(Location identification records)
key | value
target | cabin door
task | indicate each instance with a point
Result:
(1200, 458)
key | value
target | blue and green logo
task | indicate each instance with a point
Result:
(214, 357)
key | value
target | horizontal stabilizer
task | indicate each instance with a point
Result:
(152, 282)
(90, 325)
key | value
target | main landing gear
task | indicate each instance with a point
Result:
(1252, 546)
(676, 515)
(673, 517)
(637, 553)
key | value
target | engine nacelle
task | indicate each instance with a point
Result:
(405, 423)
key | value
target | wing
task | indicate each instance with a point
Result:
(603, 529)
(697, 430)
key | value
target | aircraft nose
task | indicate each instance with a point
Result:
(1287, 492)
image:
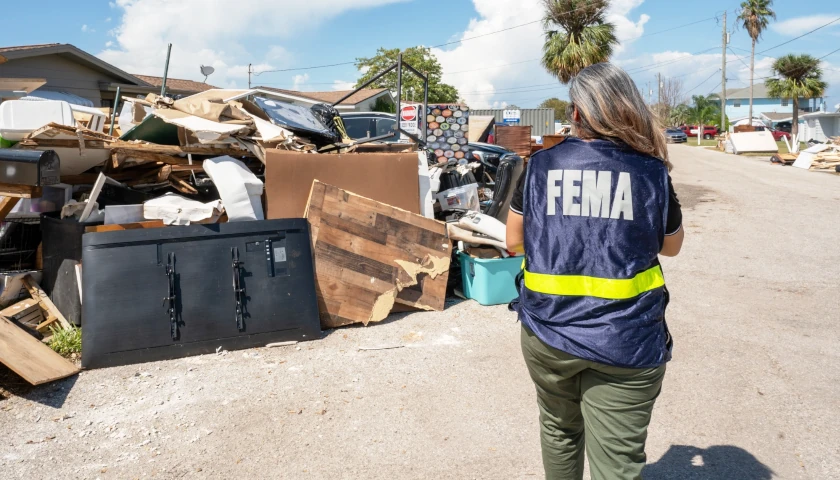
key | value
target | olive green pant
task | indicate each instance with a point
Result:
(582, 402)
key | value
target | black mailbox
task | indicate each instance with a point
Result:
(37, 168)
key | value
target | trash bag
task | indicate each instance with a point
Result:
(329, 116)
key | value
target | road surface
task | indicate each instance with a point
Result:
(752, 392)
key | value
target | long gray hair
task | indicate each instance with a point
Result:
(611, 108)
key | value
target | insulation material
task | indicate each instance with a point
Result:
(370, 256)
(749, 142)
(240, 189)
(447, 131)
(176, 210)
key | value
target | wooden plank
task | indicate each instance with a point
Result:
(29, 358)
(21, 191)
(124, 226)
(369, 256)
(39, 294)
(7, 204)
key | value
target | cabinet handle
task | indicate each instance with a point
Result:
(238, 291)
(170, 275)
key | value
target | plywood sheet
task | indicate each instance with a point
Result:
(369, 256)
(515, 138)
(30, 358)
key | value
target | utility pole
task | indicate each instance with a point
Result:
(724, 41)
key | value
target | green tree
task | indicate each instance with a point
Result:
(418, 57)
(577, 35)
(800, 76)
(755, 16)
(559, 107)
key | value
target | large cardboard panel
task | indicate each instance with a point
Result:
(390, 178)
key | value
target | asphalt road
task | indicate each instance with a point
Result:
(752, 392)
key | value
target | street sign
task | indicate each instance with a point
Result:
(511, 116)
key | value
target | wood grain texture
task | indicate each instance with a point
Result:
(369, 256)
(29, 358)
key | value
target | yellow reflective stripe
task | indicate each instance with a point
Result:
(580, 285)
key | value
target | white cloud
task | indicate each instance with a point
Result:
(481, 69)
(799, 25)
(343, 85)
(299, 81)
(214, 35)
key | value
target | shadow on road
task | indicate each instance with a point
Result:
(719, 462)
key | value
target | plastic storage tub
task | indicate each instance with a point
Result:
(19, 118)
(463, 198)
(490, 281)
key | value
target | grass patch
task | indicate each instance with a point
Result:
(66, 342)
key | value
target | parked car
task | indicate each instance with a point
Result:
(675, 135)
(709, 131)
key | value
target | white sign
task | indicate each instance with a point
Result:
(511, 116)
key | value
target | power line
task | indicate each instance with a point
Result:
(797, 38)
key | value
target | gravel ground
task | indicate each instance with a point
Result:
(752, 392)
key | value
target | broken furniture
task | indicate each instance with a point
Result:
(369, 256)
(161, 293)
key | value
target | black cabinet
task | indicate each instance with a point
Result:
(170, 292)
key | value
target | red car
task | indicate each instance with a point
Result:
(709, 131)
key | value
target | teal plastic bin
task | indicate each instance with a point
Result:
(490, 281)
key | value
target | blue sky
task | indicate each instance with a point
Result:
(493, 70)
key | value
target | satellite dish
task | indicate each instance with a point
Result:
(207, 71)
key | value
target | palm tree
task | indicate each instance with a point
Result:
(704, 112)
(577, 35)
(800, 76)
(755, 15)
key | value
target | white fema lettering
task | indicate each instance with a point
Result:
(593, 190)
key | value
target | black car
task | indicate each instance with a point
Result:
(675, 135)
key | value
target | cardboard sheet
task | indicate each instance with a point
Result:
(753, 142)
(390, 178)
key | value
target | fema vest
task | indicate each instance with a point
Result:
(594, 222)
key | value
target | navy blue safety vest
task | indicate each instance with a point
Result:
(594, 222)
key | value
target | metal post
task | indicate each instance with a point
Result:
(165, 71)
(114, 112)
(399, 90)
(723, 80)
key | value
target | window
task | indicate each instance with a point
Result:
(385, 126)
(357, 127)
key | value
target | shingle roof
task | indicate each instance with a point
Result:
(176, 83)
(27, 47)
(759, 91)
(330, 97)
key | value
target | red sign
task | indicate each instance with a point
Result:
(408, 113)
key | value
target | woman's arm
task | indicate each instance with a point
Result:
(515, 233)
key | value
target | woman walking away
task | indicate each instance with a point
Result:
(592, 214)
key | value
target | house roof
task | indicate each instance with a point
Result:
(176, 83)
(65, 49)
(759, 91)
(333, 96)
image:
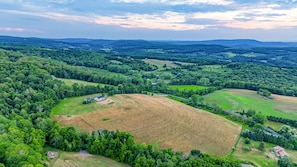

## [Stated task]
How many lines in the records above contain the word "vest"? Give only the number.

## [Reply to the exercise]
2